The problem ▸ Update every entry below by putting "place a marker" wherever "set a point" appears, and keep all other text the same. Leave the pictures out of your answer.

The records ▸

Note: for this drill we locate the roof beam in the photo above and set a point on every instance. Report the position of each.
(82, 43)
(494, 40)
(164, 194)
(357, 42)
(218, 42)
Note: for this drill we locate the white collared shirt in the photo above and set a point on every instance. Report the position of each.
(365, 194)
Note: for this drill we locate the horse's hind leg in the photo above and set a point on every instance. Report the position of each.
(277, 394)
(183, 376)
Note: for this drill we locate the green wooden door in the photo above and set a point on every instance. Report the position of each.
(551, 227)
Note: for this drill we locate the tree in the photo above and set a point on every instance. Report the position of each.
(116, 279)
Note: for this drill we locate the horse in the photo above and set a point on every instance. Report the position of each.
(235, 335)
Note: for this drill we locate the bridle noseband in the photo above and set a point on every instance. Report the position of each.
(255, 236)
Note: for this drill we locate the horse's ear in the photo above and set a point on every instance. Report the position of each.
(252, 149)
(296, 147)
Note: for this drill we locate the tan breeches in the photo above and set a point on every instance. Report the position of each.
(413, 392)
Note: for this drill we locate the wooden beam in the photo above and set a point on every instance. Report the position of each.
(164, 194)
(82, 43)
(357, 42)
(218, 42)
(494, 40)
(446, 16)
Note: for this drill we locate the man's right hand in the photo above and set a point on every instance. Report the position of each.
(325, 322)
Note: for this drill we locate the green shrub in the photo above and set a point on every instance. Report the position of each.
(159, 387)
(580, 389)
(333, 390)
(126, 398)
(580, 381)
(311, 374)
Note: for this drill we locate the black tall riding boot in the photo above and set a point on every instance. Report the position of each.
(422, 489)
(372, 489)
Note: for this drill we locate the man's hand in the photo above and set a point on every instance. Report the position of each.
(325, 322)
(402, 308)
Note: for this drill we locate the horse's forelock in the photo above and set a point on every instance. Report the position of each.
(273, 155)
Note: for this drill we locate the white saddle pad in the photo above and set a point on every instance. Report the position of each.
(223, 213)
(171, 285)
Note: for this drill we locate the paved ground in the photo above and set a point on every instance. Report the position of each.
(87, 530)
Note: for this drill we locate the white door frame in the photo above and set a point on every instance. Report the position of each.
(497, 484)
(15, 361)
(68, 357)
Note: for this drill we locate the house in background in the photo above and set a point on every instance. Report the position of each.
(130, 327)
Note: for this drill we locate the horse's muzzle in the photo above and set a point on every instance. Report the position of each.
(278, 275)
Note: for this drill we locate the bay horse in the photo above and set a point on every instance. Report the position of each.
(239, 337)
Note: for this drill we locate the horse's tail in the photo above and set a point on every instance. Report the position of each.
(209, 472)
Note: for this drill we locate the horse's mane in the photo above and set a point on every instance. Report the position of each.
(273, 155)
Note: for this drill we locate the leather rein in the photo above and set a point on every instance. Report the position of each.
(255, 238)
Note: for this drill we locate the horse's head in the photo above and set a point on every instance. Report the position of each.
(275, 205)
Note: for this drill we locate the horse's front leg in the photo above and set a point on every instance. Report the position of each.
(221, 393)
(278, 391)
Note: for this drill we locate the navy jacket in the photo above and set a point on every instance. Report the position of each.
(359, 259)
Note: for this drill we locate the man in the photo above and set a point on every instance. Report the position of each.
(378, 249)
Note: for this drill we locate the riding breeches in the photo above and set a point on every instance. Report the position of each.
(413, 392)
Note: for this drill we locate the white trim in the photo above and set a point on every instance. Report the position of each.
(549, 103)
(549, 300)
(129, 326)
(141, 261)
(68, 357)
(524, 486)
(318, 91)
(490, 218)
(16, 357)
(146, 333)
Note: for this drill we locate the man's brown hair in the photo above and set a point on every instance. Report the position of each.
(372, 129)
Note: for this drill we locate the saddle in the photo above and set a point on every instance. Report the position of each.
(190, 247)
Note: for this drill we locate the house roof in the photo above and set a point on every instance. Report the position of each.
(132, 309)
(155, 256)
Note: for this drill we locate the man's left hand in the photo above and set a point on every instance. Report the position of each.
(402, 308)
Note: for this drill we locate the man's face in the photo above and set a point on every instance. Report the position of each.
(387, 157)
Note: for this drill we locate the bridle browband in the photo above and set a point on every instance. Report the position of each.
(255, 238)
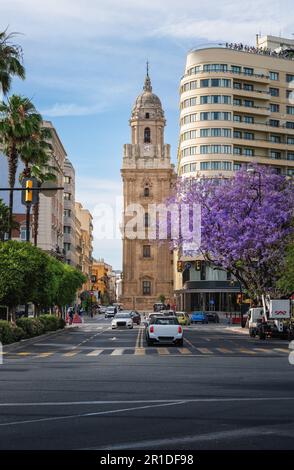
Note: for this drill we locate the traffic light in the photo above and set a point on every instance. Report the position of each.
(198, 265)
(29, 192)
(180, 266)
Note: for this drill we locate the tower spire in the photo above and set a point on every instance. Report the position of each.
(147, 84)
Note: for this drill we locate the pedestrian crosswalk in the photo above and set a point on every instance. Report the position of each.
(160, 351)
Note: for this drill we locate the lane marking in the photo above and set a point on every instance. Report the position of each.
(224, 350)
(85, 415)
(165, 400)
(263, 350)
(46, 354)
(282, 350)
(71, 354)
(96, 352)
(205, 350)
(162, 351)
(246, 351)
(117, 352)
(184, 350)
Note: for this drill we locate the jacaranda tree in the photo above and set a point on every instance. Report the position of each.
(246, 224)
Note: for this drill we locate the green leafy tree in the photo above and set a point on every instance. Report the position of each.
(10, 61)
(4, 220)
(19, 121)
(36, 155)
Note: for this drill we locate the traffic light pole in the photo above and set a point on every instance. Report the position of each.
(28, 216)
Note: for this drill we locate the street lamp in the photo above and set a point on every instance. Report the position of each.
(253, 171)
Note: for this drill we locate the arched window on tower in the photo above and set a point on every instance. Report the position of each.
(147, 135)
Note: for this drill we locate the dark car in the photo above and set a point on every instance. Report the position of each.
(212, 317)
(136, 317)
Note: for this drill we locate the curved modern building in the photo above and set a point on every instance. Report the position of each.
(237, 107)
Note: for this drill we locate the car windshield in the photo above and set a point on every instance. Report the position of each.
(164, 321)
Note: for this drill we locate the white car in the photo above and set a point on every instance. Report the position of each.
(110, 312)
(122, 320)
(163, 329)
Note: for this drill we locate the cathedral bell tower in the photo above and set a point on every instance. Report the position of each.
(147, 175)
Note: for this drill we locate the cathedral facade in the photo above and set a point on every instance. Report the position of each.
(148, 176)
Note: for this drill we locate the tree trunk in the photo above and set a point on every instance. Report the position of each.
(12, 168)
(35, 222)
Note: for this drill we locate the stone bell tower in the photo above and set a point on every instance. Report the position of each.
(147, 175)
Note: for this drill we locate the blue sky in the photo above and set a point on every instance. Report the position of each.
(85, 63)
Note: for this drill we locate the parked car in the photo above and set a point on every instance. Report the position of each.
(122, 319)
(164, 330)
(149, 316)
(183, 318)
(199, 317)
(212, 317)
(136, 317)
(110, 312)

Task answer ▸
Note: for this drill we locate the roof beam in the photo above and place a marker on every instance. Report the position of each.
(82, 43)
(494, 40)
(164, 194)
(357, 42)
(218, 42)
Note: for this drill we locate the white collared shirt in the photo above and place a marker on every instance. Report the position of each.
(365, 194)
Note: for this drill we locate the horse's hind leg in the photo above and place a marker on every instance. Report the position of each.
(277, 394)
(183, 376)
Note: for this drill we locate the green wooden door in the photo above and place a marker on every instance. Report the position of each.
(551, 227)
Note: for this drill we locate the tree in the photo above and place a marker on every instance. Report the position of each.
(116, 279)
Note: for this drill we locate the horse in the photo above and place a marker on every instance. Report the position of each.
(235, 335)
Note: for this drill we locate the bridle noseband in the photo above and place a marker on every instance. Report the position of each.
(255, 236)
Note: for this drill we locate the horse's ear in the photo above and place a marker on every instance. Report the position of each.
(252, 149)
(296, 147)
Note: for this drill we locate the tan breeches in the photo above and place a marker on every instance. Report the position of each.
(413, 392)
Note: for this drill we locate the wooden beam in the photo above and place a marker on every instance. Report the position of each.
(164, 194)
(82, 43)
(357, 42)
(218, 42)
(494, 40)
(446, 16)
Note: for this drill we locate the man's right hand in the photo above and place a marker on every instance. Report the position of each.
(325, 322)
Note: for this drill we locate the green shrub in the photo above and place a marker on every instance. Report the position of each.
(159, 387)
(580, 389)
(333, 390)
(126, 398)
(580, 381)
(311, 374)
Note: for this drill we locate the black tall riding boot in the photo above and place a marker on every instance. Report the position of each.
(422, 489)
(372, 489)
Note: for this drill we locate the man's hand in the photo above and place a marker on every instance. Report the position of each.
(325, 322)
(402, 308)
Note: for this drill we locate the horse's forelock in the photo above and place a marker on every instance. Report the position of each.
(273, 155)
Note: for this drill we locate the white saddle pad in the photo above and place a marker on every instance. Report the position of each.
(223, 213)
(171, 285)
Note: for this drill we locate the paved ground in the photo above and place a marker on every instance. Report the position of each.
(87, 530)
Note: for this drill we locate the white door frame in the photo above and place a marker on every instance. Report the position of each.
(497, 484)
(15, 361)
(68, 357)
Note: for this drill we locate the house in background in the photo above and place a marker on every instance. Report the position of each.
(130, 327)
Note: for this drill we locate the horse's muzzle in the photo above and place a marker on every instance. Report the position of each.
(278, 275)
Note: for this drill we locate the bay horse in the photo above and place a marker on every instance. Report the position of each.
(239, 337)
Note: for this drill we locate the horse's tail in the photo above and place a marker on every instance. Report the position of each.
(209, 472)
Note: for this drill we locate the horse's mane in the photo above and place a marker on every instance. Report the position of each.
(273, 155)
Note: for this drill we locate the leather rein in the photo above and place a marker on every instance. Report the position of each.
(255, 238)
Note: for this drill we locate the horse's head in the photo above and place a marker on every instance. Report the position of each.
(275, 205)
Note: for this drill we locate the horse's front leg in the photo above and place a marker on every instance. Report the position of each.
(221, 393)
(278, 391)
Note: for this drill we locate the navy jacket in the photo above and place a marker on every instance. Report the position of each.
(359, 259)
Note: for this drill we locate the man in the photo above and place a marker on every instance. Report the position of each.
(378, 249)
Note: for this drill we locate the riding breeches in the photo above and place a marker on every instance. Report the position of each.
(413, 392)
Note: for this drill we locate the white trim in the photo above and place a marker on every instance. Report the position of each.
(549, 103)
(549, 300)
(129, 326)
(141, 261)
(68, 357)
(524, 486)
(318, 91)
(490, 218)
(16, 357)
(146, 333)
Note: for this drill we locate the man's brown hair in the photo above and place a marker on every instance. Report the position of each.
(372, 129)
Note: for this drill we locate the saddle in the photo above and place a marker on every instance. Report the position of each.
(190, 247)
Note: for this drill we locate the house roof in the photo above and place a marker on every instance. Report the position of each.
(132, 309)
(155, 256)
Note: for this drill we locate the man's left hand in the photo above and place a marker on every instance. Report the position of each.
(402, 308)
Note: for this drill we locate the man's face in the photo above and place a marker on every instance. Report the position of each.
(387, 157)
Note: for this drill we locate the bridle browband in the photo above and place a marker on every instance. Report the position of each.
(255, 238)
Note: for this drill we locate the traffic light in the photo above and place a marker on every instance. Report the position of each.
(198, 265)
(29, 192)
(180, 266)
Note: for this drill we locate the tower spire in the photo above and place a marker on every instance. Report the position of each.
(147, 84)
Note: for this drill we locate the pedestrian crosswalk in the photo above and place a marker on every instance. Report the position of each.
(160, 351)
Note: for this drill we locate the lane marking in the photo above and place a marker on every instance. Report the position of each.
(224, 350)
(85, 415)
(165, 400)
(263, 350)
(46, 354)
(282, 350)
(71, 354)
(96, 352)
(205, 350)
(162, 351)
(246, 351)
(117, 352)
(184, 350)
Note: for this drill we locate the jacaranda tree in the photo above and place a marker on every instance. Report the position of each.
(246, 224)
Note: for this drill we locate the green leafy tree in the photo above and place a marker on every instance. Report the position of each.
(10, 61)
(4, 220)
(19, 121)
(36, 155)
Note: for this drill we locate the traffic light pole in the photo above and place a marker on every instance. Report the position of each.
(28, 216)
Note: for this drill we locate the street lamp in the photo above and place a marker on every instance. Report the position of each.
(253, 171)
Note: for this drill we locate the arched window on tower in the photo above and place a marker on every instance. Report the position of each.
(147, 135)
Note: for this drill we locate the dark car in the photo above and place a marker on every instance. Report the position of each.
(212, 317)
(136, 317)
Note: for this drill we locate the curved modern building in the photo above and place a marker on every instance. Report the position of each.
(237, 107)
Note: for this drill we locate the car windshield in the photo above and place a marker on every instance. Report the position of each.
(164, 321)
Note: for this drill we locate the white car in the photo above and place a marker on every instance. Report the position of each.
(110, 312)
(122, 320)
(163, 329)
Note: for this drill we locate the cathedral bell tower in the photo above and place a marker on every instance. Report the position of each.
(147, 175)
Note: for this drill we locate the cathedral facade in the photo above and place a marker on every instance. Report the position of each.
(148, 176)
Note: for this drill we locate the tree trunk in the photo above and place a marker on every instance. Report the position of each.
(12, 168)
(35, 222)
Note: for this drill we locate the stone bell tower in the photo above and place a marker on every instance. Report the position of each.
(147, 175)
Note: for this drill we locate the blue sky in the photo above and place a marker on every instance. Report the position of each.
(85, 63)
Note: for this drill we locate the parked car in the photo above and place a marker on every instance. Report the position of each.
(122, 319)
(164, 330)
(149, 316)
(183, 318)
(199, 317)
(212, 317)
(136, 317)
(110, 312)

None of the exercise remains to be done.